### WHAT NEEDS TO BE DONE
Copy every line of the data below without alteration, leaving out the pictures.
— start of STORED ROWS —
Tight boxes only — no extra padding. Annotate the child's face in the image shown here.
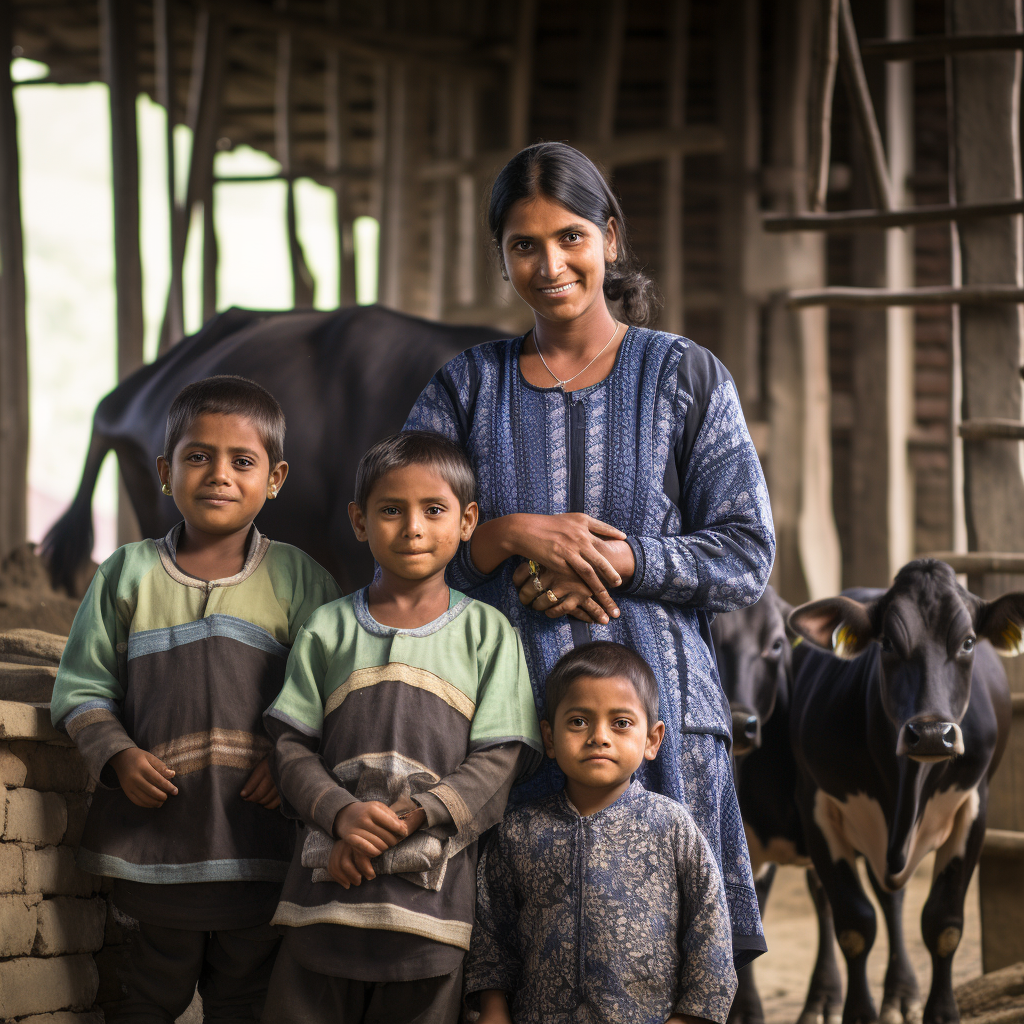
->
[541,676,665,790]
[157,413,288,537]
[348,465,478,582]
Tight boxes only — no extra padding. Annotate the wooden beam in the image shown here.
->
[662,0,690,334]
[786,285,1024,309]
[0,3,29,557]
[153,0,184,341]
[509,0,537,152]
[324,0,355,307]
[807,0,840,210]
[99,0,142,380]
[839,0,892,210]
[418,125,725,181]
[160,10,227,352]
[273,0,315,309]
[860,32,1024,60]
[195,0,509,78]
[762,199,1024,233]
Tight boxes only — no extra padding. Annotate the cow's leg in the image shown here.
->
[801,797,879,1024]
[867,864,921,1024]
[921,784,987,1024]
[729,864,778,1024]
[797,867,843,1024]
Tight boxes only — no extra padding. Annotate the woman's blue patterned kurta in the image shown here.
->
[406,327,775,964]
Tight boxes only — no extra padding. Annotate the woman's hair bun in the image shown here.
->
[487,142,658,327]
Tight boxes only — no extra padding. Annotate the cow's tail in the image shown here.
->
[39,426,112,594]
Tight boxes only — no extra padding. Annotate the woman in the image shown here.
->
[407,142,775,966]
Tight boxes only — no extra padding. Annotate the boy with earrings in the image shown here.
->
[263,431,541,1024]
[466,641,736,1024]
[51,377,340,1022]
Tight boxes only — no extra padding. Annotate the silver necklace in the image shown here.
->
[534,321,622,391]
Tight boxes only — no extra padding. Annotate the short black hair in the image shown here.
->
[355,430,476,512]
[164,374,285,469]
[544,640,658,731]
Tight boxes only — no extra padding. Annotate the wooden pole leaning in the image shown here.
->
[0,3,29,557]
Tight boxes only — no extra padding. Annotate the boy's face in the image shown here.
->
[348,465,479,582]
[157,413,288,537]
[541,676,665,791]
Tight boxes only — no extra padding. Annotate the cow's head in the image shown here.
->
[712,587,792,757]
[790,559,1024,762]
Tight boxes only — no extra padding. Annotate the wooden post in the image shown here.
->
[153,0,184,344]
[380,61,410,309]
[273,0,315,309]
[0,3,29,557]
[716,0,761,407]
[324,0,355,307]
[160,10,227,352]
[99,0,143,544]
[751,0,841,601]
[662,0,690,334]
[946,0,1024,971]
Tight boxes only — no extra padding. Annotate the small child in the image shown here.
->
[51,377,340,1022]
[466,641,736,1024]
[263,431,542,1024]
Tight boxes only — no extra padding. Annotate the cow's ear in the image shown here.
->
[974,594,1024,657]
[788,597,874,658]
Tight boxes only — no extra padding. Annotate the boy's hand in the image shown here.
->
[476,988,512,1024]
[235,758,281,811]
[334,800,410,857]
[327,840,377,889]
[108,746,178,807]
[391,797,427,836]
— end of STORED ROWS —
### COMPLETE RESPONSE
Tight boxes only — no extra padding. Annotate the child's face in the image shown here.
->
[541,676,665,790]
[157,413,288,537]
[348,465,478,582]
Tight boxes only — no extra padding. Annotate the wooden beam in the image shown here.
->
[662,0,690,334]
[786,285,1024,309]
[0,3,29,557]
[153,0,184,341]
[509,0,537,152]
[324,0,355,307]
[807,0,840,210]
[99,0,142,380]
[839,0,892,210]
[418,125,725,181]
[160,10,227,352]
[273,0,315,309]
[860,32,1024,60]
[195,0,509,78]
[762,199,1024,233]
Tight boxes only — no extra padding. Annotate the cow's leg in the image shown here.
->
[801,797,879,1024]
[867,864,921,1024]
[921,784,987,1024]
[729,864,778,1024]
[797,867,843,1024]
Tight boxes only — no extra padding. Annotate the woman's blue patterned kurta in the image shown here.
->
[406,327,775,964]
Tight boxes only — no extra padding. Annotate the woman's hair bun in the image shown here.
->
[487,142,658,327]
Tight boxes only — no extra padding. Annotate the cow's tail in the image shown here.
->
[39,426,112,594]
Tight boxes only — no extra padding. Annotate the woman in the image shown here.
->
[407,142,775,966]
Tight boxes only — no extra padding. Annotate the boy with earrings in the image shown here.
->
[263,431,541,1024]
[466,641,736,1024]
[51,377,340,1022]
Tight boxes only — no extra padding. Annotate the silver necklace in the image shown here.
->
[534,321,622,391]
Tight boxes only — no extra padding. Annotate the short black hair in the image shown here.
->
[355,430,476,512]
[164,374,285,469]
[544,640,658,731]
Tight boxes only — no extra padding. Annotate the wooden pole leaning in the image shown here.
->
[0,3,29,557]
Tight boxes only — no extra padding. Annotate the boy's face in the image shown here.
->
[348,465,479,582]
[157,413,288,537]
[541,676,665,791]
Tight boxes only — no extra padding. Annotate the cow's head in the image shown here.
->
[712,587,792,757]
[790,559,1024,762]
Tight boxes only — no extra padding. Annotate the wooden post in the image shown here.
->
[153,0,184,344]
[380,61,410,309]
[273,0,315,309]
[0,3,29,557]
[716,0,761,407]
[324,0,355,307]
[160,10,227,352]
[99,0,143,544]
[751,0,841,601]
[662,0,690,334]
[946,0,1024,971]
Tight boxes only — no extra padding. Annotate the small child in the image shown here.
->
[51,377,340,1022]
[466,641,736,1024]
[263,431,542,1024]
Tight boxes only — no extra padding. Annotate the cow's ear in the image shown here.
->
[974,594,1024,657]
[788,597,874,658]
Tight boxes only — no extra padding. Annotate the boy's hand in the image shown here.
->
[476,988,512,1024]
[235,758,281,811]
[334,800,410,857]
[327,840,377,889]
[108,746,178,807]
[391,797,427,836]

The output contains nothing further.